### REQUIREMENTS
Gather each line in the data below that contains the string "blue", treating uppercase and lowercase letters as distinct.

[Position identification records]
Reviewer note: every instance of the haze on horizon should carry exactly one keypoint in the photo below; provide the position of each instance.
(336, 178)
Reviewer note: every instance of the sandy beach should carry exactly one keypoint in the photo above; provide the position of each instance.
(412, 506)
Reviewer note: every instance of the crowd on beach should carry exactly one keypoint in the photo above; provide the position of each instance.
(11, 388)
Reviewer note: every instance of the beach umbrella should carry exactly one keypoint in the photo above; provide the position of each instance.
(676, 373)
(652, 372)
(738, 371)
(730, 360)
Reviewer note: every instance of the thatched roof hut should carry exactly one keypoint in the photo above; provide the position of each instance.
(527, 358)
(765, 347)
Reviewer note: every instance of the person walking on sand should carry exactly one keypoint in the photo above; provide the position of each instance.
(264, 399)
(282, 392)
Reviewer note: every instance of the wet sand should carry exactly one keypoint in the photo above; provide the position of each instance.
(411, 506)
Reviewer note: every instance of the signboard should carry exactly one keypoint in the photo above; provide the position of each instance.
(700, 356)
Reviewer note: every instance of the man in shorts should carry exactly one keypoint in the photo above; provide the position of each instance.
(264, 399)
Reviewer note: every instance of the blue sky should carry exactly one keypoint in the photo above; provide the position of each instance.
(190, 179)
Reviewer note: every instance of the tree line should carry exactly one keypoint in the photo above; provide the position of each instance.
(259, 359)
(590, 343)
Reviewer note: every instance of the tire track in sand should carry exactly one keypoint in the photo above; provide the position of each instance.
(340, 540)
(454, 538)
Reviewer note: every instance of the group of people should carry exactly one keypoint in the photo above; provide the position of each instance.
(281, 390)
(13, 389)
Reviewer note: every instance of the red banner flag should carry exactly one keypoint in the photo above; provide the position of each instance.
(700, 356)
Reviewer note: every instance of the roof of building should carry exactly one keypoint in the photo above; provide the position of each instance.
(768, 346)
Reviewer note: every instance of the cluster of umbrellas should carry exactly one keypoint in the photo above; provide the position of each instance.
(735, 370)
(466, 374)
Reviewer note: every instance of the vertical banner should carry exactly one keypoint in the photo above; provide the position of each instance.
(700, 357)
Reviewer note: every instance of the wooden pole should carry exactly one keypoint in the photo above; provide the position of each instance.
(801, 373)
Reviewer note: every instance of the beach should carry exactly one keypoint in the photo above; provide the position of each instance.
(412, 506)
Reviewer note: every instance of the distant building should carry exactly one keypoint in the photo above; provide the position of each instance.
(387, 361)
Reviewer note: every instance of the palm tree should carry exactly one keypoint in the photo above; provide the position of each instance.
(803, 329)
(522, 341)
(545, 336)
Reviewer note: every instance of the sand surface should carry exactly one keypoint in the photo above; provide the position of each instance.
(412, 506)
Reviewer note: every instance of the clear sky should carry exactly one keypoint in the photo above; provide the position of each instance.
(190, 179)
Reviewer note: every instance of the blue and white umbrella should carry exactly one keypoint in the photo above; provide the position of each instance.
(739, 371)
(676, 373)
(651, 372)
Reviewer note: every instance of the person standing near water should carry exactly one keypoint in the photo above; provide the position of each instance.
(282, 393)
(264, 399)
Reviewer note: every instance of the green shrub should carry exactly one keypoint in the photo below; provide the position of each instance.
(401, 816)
==
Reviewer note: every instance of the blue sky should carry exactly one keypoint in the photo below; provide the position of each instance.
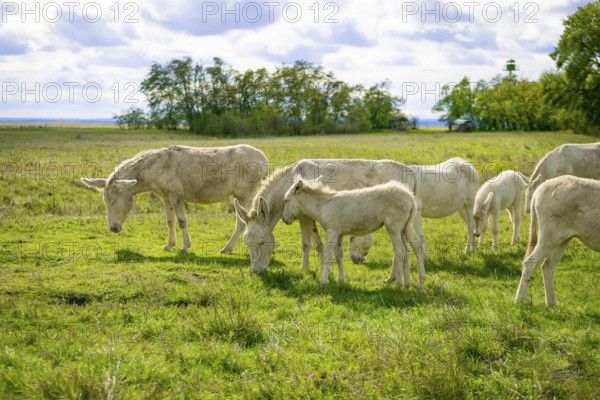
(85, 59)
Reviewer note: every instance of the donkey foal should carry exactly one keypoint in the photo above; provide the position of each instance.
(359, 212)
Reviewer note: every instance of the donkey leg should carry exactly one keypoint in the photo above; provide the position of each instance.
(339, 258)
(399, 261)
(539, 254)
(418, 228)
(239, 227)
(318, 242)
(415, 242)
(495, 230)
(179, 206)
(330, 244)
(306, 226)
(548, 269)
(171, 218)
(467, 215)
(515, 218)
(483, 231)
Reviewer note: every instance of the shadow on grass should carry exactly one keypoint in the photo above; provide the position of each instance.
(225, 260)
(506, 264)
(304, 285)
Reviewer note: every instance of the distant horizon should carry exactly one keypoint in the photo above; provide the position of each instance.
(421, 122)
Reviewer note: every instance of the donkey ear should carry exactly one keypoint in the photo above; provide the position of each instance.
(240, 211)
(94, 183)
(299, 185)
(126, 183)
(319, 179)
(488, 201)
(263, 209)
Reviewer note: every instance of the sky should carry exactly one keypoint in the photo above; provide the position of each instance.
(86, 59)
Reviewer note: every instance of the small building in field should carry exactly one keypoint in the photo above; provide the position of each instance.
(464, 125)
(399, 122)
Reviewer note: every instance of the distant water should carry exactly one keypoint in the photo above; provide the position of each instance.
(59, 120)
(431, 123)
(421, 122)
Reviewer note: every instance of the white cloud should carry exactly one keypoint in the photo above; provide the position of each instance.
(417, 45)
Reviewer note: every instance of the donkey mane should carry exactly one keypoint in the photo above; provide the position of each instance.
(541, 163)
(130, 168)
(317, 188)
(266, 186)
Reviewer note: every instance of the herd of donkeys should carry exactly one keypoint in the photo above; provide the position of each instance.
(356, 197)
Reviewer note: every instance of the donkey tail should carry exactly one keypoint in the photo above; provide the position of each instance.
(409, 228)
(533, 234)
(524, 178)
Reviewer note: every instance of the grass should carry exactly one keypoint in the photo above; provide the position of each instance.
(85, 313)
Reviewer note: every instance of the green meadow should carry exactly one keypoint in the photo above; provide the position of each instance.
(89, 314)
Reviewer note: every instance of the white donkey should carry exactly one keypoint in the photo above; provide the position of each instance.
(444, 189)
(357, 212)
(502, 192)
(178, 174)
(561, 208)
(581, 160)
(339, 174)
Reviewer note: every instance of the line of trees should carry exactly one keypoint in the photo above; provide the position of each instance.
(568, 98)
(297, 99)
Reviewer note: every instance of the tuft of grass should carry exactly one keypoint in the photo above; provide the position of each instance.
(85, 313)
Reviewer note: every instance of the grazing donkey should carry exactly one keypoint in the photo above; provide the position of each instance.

### ANSWER TO THIS PROBLEM
Reviewer note: every instance of the blue sky should carry exactly one keypoint in the photo above; provide the position of each instance.
Reviewer note: every instance of the blue and white umbrella should carry exactly one keypoint in the photo above; provide the position of each instance.
Reviewer note: every instance of the blue sky should carry exactly one keypoint in the photo below; provide the position of each instance.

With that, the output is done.